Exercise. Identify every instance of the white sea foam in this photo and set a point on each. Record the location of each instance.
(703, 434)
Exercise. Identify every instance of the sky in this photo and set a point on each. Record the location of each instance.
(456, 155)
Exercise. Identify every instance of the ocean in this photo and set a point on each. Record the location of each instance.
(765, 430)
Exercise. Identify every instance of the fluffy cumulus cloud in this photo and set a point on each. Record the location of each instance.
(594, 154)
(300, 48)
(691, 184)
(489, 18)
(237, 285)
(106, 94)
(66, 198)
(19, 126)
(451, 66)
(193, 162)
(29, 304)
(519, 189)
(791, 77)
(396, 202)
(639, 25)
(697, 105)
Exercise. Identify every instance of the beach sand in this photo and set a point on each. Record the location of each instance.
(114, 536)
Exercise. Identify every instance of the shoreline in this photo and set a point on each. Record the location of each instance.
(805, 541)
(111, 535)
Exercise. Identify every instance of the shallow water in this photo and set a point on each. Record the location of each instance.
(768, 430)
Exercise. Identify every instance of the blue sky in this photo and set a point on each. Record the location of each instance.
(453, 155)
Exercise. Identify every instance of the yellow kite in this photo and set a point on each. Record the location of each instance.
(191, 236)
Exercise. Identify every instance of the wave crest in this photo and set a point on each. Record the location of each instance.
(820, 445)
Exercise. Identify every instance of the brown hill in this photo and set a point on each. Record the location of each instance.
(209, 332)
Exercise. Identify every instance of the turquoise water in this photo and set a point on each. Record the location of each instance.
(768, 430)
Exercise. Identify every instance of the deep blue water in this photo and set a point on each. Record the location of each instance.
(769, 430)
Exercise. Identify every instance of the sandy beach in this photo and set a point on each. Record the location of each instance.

########

Rewrite the lines from the one containing "Exercise. Identify every instance of the yellow" through the last line of the entries, changing "wave crest" to "breaking wave" and keeping everything else the same.

Exercise. Identify every instance of the yellow kite in this photo and set a point on each. Record the location of each instance.
(191, 236)
Exercise. Identify every instance of the breaking wave in this photo and set a point on each. Record the location of each instance.
(820, 445)
Exercise. Identify every instance of the brown hill in this photo and set a point on each. Record the location of each instance.
(209, 332)
Exercise. Identify every instance of the turquoise water in this photo and set a point on each. Record the location of each instance.
(768, 430)
Exercise. Identify every instance of the deep blue water in this photo and set a point on each. Record the location of each instance.
(769, 430)
Exercise. Identify every instance of the sandy beach in this photo and set a point on each. Record the location of each instance.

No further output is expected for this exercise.